** What to produce **
Every entry must come back exactly as it was written.

** Supplied material **
********
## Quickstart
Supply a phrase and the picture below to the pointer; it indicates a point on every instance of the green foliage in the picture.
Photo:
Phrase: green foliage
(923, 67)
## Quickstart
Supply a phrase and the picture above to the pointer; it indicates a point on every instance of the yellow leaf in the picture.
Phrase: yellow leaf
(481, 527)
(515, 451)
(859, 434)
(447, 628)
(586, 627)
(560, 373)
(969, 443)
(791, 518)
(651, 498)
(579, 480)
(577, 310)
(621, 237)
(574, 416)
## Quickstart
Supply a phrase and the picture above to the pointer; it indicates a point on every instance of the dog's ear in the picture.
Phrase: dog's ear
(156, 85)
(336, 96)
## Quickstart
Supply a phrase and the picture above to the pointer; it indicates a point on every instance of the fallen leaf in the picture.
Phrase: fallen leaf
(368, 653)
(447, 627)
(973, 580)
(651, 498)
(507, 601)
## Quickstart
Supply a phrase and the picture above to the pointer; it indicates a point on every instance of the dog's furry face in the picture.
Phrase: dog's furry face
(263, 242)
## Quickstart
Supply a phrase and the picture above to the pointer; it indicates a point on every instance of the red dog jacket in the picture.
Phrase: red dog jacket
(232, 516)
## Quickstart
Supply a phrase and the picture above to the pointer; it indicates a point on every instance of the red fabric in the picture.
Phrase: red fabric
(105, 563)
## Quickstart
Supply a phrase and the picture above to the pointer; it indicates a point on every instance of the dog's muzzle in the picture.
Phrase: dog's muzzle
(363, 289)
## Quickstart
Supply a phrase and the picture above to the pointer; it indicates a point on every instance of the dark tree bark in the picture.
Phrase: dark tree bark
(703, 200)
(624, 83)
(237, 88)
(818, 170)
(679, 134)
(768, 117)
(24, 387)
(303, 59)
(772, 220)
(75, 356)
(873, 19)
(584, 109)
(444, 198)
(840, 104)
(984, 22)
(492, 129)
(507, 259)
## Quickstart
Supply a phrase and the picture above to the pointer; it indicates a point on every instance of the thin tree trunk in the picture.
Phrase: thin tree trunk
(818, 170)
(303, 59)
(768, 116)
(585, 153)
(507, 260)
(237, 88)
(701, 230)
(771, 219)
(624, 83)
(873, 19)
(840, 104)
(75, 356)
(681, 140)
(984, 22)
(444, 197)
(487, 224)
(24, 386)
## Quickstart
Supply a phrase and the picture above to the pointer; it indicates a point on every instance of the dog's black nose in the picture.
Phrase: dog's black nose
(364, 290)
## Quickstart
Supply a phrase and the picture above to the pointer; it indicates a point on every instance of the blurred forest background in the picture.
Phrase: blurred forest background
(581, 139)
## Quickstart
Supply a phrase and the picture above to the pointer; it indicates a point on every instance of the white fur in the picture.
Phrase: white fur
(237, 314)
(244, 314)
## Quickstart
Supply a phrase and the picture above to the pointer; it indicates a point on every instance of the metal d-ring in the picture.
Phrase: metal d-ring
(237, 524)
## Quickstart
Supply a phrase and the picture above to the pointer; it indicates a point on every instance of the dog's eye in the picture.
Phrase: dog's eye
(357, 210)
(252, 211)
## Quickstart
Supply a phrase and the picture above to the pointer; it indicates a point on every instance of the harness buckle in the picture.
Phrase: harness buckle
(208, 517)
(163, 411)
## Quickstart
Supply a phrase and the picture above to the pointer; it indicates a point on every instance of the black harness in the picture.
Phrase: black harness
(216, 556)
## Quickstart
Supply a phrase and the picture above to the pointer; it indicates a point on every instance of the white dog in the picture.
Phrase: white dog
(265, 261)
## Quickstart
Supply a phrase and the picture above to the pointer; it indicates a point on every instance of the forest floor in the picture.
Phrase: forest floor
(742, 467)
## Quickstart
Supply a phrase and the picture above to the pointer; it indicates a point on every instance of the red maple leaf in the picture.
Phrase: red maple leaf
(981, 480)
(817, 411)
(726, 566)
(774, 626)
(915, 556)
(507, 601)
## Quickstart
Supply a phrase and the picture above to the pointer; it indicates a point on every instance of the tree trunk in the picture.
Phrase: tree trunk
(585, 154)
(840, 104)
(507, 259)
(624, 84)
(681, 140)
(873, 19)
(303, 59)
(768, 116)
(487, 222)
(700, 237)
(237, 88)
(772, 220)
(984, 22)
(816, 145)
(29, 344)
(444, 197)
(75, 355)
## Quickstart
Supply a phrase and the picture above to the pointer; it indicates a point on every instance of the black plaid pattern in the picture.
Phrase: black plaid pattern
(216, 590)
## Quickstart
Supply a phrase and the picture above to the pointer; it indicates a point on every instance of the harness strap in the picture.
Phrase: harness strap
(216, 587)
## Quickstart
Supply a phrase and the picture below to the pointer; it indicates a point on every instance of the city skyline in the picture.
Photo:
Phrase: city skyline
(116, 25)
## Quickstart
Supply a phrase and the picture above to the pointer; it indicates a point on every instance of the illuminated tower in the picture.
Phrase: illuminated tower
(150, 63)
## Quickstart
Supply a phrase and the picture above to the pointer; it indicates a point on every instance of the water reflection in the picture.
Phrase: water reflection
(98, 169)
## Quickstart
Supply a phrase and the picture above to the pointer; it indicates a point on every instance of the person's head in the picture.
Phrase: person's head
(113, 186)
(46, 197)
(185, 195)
********
** Exercise answer **
## Quickstart
Supply a phrase and the picture below to the pointer; it indicates a point on every instance of the green foliage in the picture.
Photo:
Phrase: green foliage
(923, 67)
## Quickstart
Supply a phrase and the picture above to the pointer; it indicates a point on every instance of the yellow leaf in the picture.
Phrase: yellow leaf
(481, 527)
(515, 451)
(859, 434)
(447, 628)
(586, 627)
(560, 373)
(969, 443)
(791, 518)
(651, 498)
(579, 480)
(577, 310)
(621, 237)
(574, 416)
## Quickstart
Supply a phrase and the picture above to the pointer; it indicates a point on every instance of the dog's ear in the picture.
Phrase: dog's ear
(156, 85)
(336, 96)
## Quickstart
Supply a phrase and the picture above to the pointer; it indicates a point on every instance of the fallen leaf in the picture.
Phrase: fallen leaf
(368, 653)
(447, 627)
(973, 580)
(651, 498)
(507, 601)
## Quickstart
Supply a phrase and the picture above to the pointer; it indicates a point on every instance of the dog's furry face in the picture.
Phrase: dog's furry face
(263, 242)
## Quickstart
Supply a phrase and the picture above to the pointer; it indicates a point on every instance of the red dog jacket in the picture.
Phrase: red dog jacket
(232, 516)
## Quickstart
Supply a phrase and the picture above to the pointer; it indicates a point on every instance of the red fabric in the picture.
Phrase: red fabric
(105, 563)
## Quickstart
Supply a phrase and the picture above to the pointer; it indicates a point on every instance of the dog's muzzle in the picture.
Phrase: dog's muzzle
(363, 289)
## Quickstart
Supply a phrase and the picture above to the pointer; it indicates a point on every instance of the dark tree bark in the picture.
Phrase: dark tree bark
(703, 200)
(624, 83)
(237, 88)
(818, 170)
(679, 134)
(768, 117)
(24, 387)
(303, 59)
(772, 220)
(75, 356)
(873, 19)
(584, 109)
(444, 198)
(840, 104)
(984, 22)
(492, 129)
(507, 259)
## Quickstart
Supply a phrase and the picture above to the pointer; it indicates a point on every instance of the thin tree trunk in the picture.
Phrase: thin tree trunk
(818, 170)
(303, 59)
(768, 116)
(585, 153)
(507, 260)
(237, 88)
(701, 230)
(771, 219)
(624, 83)
(873, 19)
(840, 104)
(75, 356)
(681, 140)
(984, 22)
(444, 197)
(487, 224)
(24, 386)
## Quickstart
Supply a phrase and the picture above to the pointer; it indicates a point on every instance of the dog's black nose in the picture.
Phrase: dog's black nose
(364, 290)
## Quickstart
Supply a phrase and the picture above to the pointer; it indicates a point on every instance of the blurred forest background in the picture.
Phrase: blurred forest background
(581, 139)
## Quickstart
Supply a phrase and the picture above to the pointer; it indicates a point on every instance of the white fur in the picture.
Phrase: white fur
(237, 314)
(244, 314)
## Quickstart
Supply a phrase and the picture above to the pointer; it indicates a point on every instance of the metal d-ring in the picture.
Phrase: metal d-ring
(237, 524)
## Quickstart
Supply a phrase and the picture above to the pointer; it indicates a point on every instance of the dog's eye in the picture.
Phrase: dog's eye
(357, 210)
(252, 211)
## Quickstart
Supply a phrase and the picture above to the pointer; it indicates a point on every instance of the harness buckle in the picture.
Phrase: harness buckle
(208, 517)
(163, 411)
## Quickstart
Supply a phrase and the picture above to the pointer; it indicates a point on every instance of the black harness in the picture.
Phrase: black harness
(216, 556)
## Quickstart
Supply a phrase and the picture above to the pointer; it indicates a point on every instance of the white dog in the picture.
Phrase: white dog
(265, 261)
## Quickstart
Supply a phrase and the picture above to the pointer; it indicates a point on every instance of the forest floor in the picture.
Phrase: forest floor
(742, 467)
## Quickstart
Supply a phrase and the picture above to the pointer; it indicates a point on every instance of the red maple leaf in the picture.
Phrase: red maple leaf
(981, 480)
(817, 411)
(726, 566)
(774, 626)
(915, 556)
(507, 601)
## Quickstart
Supply a phrase and the picture above to the pointer; it indicates a point on every instance of the tree trunk in the picture.
Phrase: tree trunk
(585, 154)
(840, 104)
(507, 259)
(624, 84)
(681, 140)
(873, 19)
(303, 59)
(768, 116)
(487, 222)
(700, 237)
(237, 88)
(772, 220)
(984, 22)
(816, 145)
(29, 344)
(444, 197)
(75, 355)
## Quickstart
Supply a phrase and the picture above to the pointer; it indicates a point on every instance of the black plaid pattern in the picture.
Phrase: black plaid pattern
(216, 590)
## Quickstart
Supply a phrase and the picture above to the pointer; it indicates a point on every instance of the harness strap in the picture.
Phrase: harness strap
(216, 587)
## Quickstart
Supply a phrase and the picture below to the pointer; it indicates a point on every instance of the city skyline in the picture.
Photo:
Phrase: city skyline
(116, 25)
## Quickstart
Supply a phrase and the picture above to the pointer; it indicates a point on every instance of the illuminated tower in the picture.
Phrase: illuminated tower
(150, 63)
## Quickstart
Supply a phrase and the picture above to the pointer; it indicates a point on every instance of the water reflection in the picture.
Phrase: water reflection
(98, 169)
## Quickstart
Supply a phrase and the picture above to the pointer; it indicates a point on every instance of the person's head in the picture.
Phrase: person's head
(113, 186)
(46, 197)
(185, 195)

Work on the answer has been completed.